• **BRIEF 1**: In the passage on Personal Petabytes, what would a Personal Petabyte mostly consist of?
• **BRIEF 2**: Quote the passage on Personal Petabytes word for word, starting with "The problem you" and going on through "volumes of data.".
• **BRIEF 3**: Extend the passage on Personal Petabytes onward from its final sentence, in the same voice.

• **TEXT BLOCK**:
Read it, it's very interesting and I believe he is 100% right. We are
heading fast into a world where it will be possible to store that PB about a
person in a finite storage element!
Any future marketing exercises wanting to address a given population better
be prepared to be able to digest this sort of volume of information, in a
usable time! Because it will happen, very soon, scaled out to the size of
their audience. Yes, Virginia: we're talking Hexabytes - HB - here!"
Noons is wondering how we're going to be able to use Personal Petabytes for
marketing if we don't have proper computing resources. Here is my take on
this issue:
Inside a personal petabyte
A Personal Petabyte would be mostly composed of non-correlated data. The movies
I watch have no true relationship to the sandwich I ate for lunch, except that
they are both related to me. If you were to try to form an ERD of a complete
Personal Petabyte (that is, every experience I have ever been through) you would
have a central "Me" table surrounded by thousands of child tables that have no
real bearing on each other except for form new instances of "Me."
The problem you mention above regarding the CPU and its memory being the true
bottleneck is true if we're talking about a traditional Von Neumann
architecture: a sequential flow of data between a CPU and its memory. However,
using multiple CPUs with cache and branch prediction, we can achieve a high
level of parallelism that can break through the conventional boundaries that you
mention. Add in Solid State Disk and you have an extremely fast system that can
tackle huge volumes of data.

• **DATA LINES**:

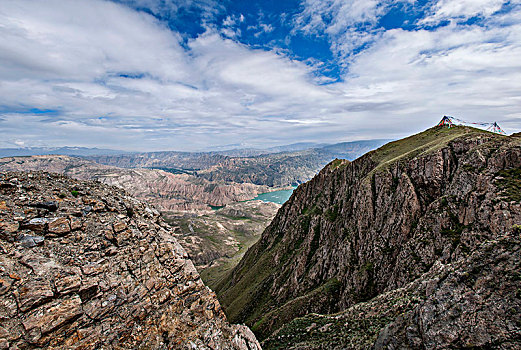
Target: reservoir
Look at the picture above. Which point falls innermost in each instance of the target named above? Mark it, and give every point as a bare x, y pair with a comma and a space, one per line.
279, 197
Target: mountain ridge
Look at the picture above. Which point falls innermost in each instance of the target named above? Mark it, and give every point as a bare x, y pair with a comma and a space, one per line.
335, 245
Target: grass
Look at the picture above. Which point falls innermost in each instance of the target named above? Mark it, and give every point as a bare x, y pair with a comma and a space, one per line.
427, 141
297, 307
245, 291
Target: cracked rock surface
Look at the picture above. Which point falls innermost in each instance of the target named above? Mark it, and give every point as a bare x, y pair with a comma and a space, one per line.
85, 266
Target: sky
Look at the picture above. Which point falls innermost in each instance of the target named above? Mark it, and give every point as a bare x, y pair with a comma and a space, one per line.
148, 75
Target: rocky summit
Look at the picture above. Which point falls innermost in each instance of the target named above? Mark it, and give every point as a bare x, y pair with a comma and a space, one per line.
412, 246
85, 266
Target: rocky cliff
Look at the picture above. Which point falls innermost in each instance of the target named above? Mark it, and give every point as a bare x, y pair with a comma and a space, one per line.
85, 266
359, 230
268, 169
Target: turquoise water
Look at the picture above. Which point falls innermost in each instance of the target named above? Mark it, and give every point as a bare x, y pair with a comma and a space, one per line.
279, 197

• **EXERCISE RESPONSE 1**: Non-correlated data.

• **EXERCISE RESPONSE 2**:
The problem you mention above regarding the CPU and its memory being the true
bottleneck is true if we're talking about a traditional Von Neumann
architecture: a sequential flow of data between a CPU and its memory. However,
using multiple CPUs with cache and branch prediction, we can achieve a high
level of parallelism that can break through the conventional boundaries that you
mention. Add in Solid State Disk and you have an extremely fast system that can
tackle huge volumes of data.

• **EXERCISE RESPONSE 3**:
But even that still falls under the Von Neumann architecture, which has mostly
been deemed inadequate to handle large amounts of non-correlated data such as a
Personal Petabyte. If the aim is to capture EVERY bit of data regarding a
person's life (and not just the data that pertains to our business/marketing
scheme), a different architecture entirely will be required.
I would say this is where neural networks come into play. Neural networks are
made to store huge amounts of raw sensory data, then process it with multiple
asynchronous systems to find patterns and correlations (e.g. "People who like
beef, wear flip flops, and watch movies about ninjas are more apt to buy Tide
Detergent than Gain"). The concept here is to mimic the human brain (and by
cross-referencing your Personal Petabyte with other people's Personal Petabytes,
to simulate a Super Conscious) to figure out what the next Instance of You and
ultimately the next Instance of Group Mind would like to buy.
I suppose the closest thing we would have in the current abilities of Oracle
would be a massive snowflake schema based around a fact table called "HUMAN".
All the data, forming together into every instance of a person, would be
crunched and Materialized Views generated to store statistics regarding all the
discovered correlations. A system such as this would absolutely require
lightning fast disk resources such as SSD, coupled with a large amount of
processors distributed amongst multiple systems in order to crunch the data.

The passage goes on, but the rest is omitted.